## Begin Records supplied
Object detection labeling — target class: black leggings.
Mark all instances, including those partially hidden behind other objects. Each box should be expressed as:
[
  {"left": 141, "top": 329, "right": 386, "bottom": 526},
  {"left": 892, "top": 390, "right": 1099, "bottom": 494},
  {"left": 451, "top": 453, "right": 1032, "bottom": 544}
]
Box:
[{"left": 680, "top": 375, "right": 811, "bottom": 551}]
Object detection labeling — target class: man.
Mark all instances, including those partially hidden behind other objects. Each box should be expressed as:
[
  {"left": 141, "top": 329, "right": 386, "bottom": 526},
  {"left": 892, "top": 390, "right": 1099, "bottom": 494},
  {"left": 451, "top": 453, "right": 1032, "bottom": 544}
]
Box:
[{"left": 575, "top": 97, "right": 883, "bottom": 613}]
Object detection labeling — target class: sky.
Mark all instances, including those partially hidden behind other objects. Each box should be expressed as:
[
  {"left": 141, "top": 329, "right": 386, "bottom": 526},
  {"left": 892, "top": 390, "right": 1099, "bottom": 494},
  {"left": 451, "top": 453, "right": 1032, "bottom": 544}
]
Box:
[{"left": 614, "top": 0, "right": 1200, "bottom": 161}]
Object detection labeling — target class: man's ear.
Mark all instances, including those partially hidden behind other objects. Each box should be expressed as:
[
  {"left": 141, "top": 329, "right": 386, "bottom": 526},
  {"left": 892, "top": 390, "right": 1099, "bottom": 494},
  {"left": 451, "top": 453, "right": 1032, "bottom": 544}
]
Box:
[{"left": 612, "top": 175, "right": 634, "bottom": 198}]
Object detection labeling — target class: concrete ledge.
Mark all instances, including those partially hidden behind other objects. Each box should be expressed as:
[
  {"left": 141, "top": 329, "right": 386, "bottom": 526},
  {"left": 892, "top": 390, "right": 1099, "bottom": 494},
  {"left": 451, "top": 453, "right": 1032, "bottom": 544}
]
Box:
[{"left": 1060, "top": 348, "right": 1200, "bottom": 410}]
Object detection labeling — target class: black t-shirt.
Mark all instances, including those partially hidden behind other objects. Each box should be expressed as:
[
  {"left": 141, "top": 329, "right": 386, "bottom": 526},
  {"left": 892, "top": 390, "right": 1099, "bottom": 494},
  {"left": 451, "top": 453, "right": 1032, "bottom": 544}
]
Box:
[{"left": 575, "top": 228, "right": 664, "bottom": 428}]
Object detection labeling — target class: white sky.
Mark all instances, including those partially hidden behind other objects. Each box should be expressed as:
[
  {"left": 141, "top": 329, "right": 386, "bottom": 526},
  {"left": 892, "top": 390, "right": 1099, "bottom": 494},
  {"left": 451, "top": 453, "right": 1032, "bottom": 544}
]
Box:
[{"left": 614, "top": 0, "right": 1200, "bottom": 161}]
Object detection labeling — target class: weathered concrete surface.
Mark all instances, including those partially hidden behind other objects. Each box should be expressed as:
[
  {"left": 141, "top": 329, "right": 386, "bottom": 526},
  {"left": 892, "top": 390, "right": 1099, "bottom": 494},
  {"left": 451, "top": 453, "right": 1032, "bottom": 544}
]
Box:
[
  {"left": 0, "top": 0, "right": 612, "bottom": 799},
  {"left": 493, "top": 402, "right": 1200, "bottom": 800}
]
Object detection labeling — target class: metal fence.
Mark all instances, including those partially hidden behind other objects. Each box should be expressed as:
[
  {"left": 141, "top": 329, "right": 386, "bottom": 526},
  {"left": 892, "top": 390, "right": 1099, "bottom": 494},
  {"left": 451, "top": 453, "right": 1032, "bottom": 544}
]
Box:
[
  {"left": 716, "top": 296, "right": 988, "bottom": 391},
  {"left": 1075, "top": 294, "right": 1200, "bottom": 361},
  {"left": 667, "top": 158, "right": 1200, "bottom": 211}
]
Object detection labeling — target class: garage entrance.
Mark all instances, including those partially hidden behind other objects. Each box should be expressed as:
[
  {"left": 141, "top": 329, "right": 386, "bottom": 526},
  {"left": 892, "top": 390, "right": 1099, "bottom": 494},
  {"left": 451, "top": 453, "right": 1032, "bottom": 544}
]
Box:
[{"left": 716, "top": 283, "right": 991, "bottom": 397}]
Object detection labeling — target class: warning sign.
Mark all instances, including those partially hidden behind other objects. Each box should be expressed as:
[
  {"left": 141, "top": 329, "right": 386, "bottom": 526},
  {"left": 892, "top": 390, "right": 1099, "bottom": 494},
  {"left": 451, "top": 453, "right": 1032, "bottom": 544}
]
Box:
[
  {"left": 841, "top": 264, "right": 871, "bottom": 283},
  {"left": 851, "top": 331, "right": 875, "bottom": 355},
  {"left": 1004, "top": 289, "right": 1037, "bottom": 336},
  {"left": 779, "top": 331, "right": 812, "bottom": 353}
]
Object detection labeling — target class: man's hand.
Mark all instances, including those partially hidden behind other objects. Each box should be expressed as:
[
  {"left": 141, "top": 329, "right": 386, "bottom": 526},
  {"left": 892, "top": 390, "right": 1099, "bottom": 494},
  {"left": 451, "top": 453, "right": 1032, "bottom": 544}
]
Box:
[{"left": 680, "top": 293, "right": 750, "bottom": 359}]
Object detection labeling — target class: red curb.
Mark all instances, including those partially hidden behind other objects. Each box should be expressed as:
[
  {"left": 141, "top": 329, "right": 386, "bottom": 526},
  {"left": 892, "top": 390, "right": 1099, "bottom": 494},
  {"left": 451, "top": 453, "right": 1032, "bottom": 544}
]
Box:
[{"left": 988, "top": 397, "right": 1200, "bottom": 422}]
## End Records supplied
Extract every line from the one with "Object detection labeling — target class: garage" down to the final line above, both included, exactly as written.

Object detection labeling — target class: garage entrance.
Mark all instances, including those partially hidden behind other objects. Each box should be expressed as:
[
  {"left": 141, "top": 329, "right": 386, "bottom": 526},
  {"left": 892, "top": 390, "right": 1099, "bottom": 494},
  {"left": 451, "top": 453, "right": 1032, "bottom": 544}
]
Box:
[{"left": 716, "top": 283, "right": 991, "bottom": 397}]
Object detection labeling — target class: warning sign.
Mark all instances, including those partially hidden behind other objects. Each box should be expressed as:
[
  {"left": 141, "top": 329, "right": 386, "bottom": 526},
  {"left": 892, "top": 390, "right": 1099, "bottom": 494},
  {"left": 451, "top": 453, "right": 1032, "bottom": 544}
]
Box:
[
  {"left": 841, "top": 264, "right": 871, "bottom": 283},
  {"left": 851, "top": 331, "right": 875, "bottom": 355},
  {"left": 1004, "top": 289, "right": 1037, "bottom": 336},
  {"left": 779, "top": 331, "right": 812, "bottom": 353}
]
Object detection labeling — target class: man's hand.
Mark all instances, including those partially hidden behind other objects. Each box should be expressed as:
[
  {"left": 141, "top": 329, "right": 386, "bottom": 526},
  {"left": 892, "top": 390, "right": 1099, "bottom": 494},
  {"left": 451, "top": 453, "right": 1032, "bottom": 544}
]
Box:
[{"left": 680, "top": 293, "right": 750, "bottom": 359}]
Object detection labeling — target class: red curb.
Mark all instances, including those partially hidden behind other objects. Each box should be expressed as:
[
  {"left": 141, "top": 329, "right": 386, "bottom": 526},
  {"left": 892, "top": 390, "right": 1099, "bottom": 494},
  {"left": 451, "top": 453, "right": 1032, "bottom": 544}
]
Box:
[{"left": 988, "top": 397, "right": 1200, "bottom": 422}]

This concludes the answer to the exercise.